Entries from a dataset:
===

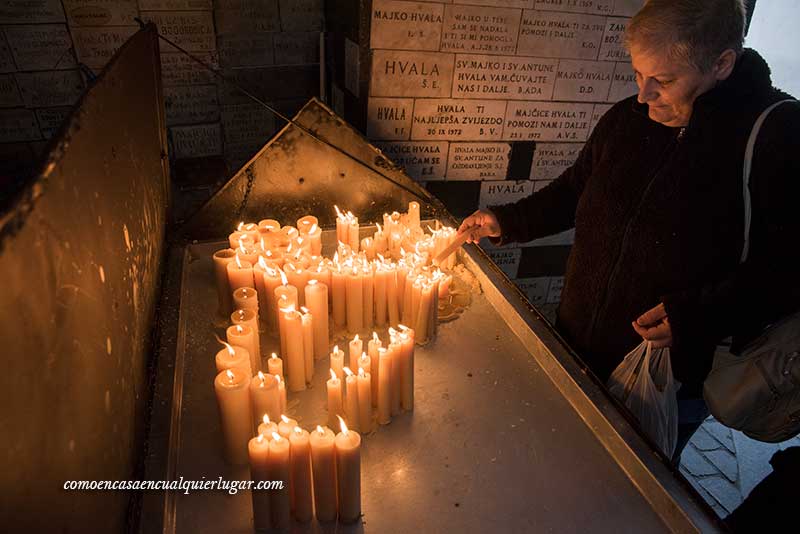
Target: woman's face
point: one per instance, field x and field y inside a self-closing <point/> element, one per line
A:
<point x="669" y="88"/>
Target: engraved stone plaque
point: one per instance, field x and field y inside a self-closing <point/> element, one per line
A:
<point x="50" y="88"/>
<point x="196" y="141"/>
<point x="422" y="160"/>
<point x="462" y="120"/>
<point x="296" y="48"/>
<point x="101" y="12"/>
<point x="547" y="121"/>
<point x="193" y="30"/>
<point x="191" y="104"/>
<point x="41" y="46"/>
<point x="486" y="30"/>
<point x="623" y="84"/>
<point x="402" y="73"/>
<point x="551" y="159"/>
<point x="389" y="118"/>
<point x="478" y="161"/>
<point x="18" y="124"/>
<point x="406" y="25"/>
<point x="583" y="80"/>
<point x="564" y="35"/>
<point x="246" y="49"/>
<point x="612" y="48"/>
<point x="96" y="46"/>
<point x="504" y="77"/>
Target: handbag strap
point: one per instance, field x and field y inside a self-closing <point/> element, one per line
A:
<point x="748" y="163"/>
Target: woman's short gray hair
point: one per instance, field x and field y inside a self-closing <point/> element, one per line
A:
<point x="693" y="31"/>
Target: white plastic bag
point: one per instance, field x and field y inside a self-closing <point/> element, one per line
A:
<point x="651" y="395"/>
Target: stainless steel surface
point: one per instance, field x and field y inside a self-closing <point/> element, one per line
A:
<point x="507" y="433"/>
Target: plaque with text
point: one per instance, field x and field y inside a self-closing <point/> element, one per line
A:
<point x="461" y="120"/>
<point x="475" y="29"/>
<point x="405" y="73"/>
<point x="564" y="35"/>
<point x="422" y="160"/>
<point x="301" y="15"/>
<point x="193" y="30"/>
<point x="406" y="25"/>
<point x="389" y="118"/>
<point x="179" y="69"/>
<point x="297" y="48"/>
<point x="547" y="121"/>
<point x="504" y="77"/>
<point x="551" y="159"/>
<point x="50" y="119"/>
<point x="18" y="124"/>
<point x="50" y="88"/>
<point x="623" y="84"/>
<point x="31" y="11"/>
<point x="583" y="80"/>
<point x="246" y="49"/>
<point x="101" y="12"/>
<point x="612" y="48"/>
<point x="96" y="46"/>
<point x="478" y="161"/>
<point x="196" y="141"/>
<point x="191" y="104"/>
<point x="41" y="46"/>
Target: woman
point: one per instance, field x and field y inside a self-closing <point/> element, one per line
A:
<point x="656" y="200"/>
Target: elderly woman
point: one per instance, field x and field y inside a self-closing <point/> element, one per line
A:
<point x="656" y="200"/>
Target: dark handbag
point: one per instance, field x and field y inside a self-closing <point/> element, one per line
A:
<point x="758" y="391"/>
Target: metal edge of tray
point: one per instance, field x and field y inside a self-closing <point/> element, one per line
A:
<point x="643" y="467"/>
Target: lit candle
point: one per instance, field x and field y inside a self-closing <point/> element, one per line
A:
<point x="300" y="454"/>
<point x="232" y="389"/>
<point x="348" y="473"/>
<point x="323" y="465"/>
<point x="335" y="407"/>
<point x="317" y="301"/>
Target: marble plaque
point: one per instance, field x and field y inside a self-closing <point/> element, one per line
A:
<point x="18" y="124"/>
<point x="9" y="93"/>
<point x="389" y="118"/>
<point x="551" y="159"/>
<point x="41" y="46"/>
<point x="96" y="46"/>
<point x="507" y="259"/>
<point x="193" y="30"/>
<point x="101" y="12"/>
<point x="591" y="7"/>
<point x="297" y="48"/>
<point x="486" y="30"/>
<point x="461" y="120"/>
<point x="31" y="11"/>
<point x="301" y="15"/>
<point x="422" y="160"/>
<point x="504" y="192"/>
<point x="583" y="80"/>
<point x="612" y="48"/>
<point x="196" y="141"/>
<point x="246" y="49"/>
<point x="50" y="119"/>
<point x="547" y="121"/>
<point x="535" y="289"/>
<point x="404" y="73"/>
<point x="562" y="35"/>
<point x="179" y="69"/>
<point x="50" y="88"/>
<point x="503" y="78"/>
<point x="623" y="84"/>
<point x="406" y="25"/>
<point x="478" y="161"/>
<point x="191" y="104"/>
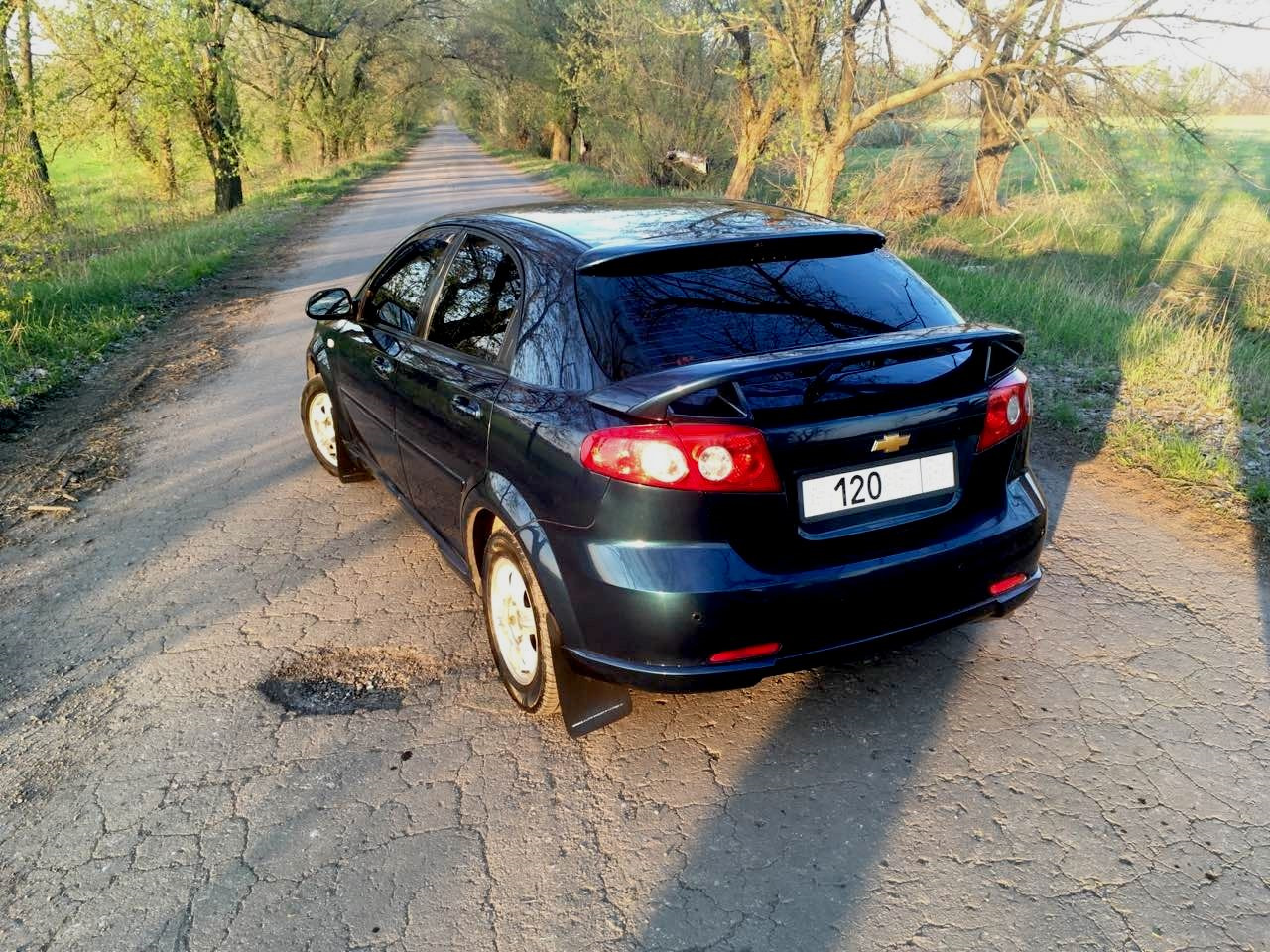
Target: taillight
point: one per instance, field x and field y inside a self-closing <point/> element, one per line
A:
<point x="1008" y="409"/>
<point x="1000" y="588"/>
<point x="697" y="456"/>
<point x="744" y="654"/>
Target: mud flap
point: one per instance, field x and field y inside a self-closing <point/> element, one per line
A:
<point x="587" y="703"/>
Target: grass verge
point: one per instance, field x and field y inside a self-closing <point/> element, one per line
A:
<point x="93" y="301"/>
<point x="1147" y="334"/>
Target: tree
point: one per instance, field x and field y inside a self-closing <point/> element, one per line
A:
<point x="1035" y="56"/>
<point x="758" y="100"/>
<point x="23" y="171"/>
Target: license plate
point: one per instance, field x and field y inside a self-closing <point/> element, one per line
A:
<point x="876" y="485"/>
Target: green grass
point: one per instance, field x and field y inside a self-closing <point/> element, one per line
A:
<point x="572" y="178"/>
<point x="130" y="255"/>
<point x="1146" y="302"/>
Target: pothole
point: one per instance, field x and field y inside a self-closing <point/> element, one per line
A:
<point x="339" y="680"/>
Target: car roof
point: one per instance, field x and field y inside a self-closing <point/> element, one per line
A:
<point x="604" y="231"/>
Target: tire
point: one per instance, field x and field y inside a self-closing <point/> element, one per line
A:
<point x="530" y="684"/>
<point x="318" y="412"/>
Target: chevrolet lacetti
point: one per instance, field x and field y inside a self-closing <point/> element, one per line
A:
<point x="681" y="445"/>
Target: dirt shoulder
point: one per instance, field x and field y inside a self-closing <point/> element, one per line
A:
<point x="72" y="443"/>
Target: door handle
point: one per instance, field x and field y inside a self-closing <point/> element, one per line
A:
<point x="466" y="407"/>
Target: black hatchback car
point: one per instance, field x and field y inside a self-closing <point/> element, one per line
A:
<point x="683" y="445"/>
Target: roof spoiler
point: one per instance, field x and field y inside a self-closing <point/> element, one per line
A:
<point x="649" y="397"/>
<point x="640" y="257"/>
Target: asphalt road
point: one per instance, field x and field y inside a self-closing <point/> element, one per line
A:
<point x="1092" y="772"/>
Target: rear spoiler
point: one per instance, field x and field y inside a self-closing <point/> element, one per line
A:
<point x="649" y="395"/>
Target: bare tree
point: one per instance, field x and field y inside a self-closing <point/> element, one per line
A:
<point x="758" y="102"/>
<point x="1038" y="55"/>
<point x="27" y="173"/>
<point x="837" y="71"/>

===

_WRITTEN REQUEST_:
Write out the data again, from the line with "Target: roof spoiler" through the end, keeping every line. Shift each x and y coordinate in the answers up by 117.

_ANSWER BELOW_:
Target: roof spoiler
point: one per instance, field x and field y inside a self-closing <point/> element, one per line
A:
<point x="766" y="514"/>
<point x="757" y="374"/>
Target: asphalt road
point: one per instance, field x and field y inside a self-closing <point/> element, one per line
A:
<point x="1209" y="889"/>
Target: rear spoiler
point: one per instance, field x and field y inside a self-closing <point/> element, one per line
A:
<point x="766" y="512"/>
Target: bare tree
point: one per instance, field x and field y inside a self-closing <point/> element, one per line
A:
<point x="875" y="219"/>
<point x="1155" y="172"/>
<point x="144" y="290"/>
<point x="954" y="188"/>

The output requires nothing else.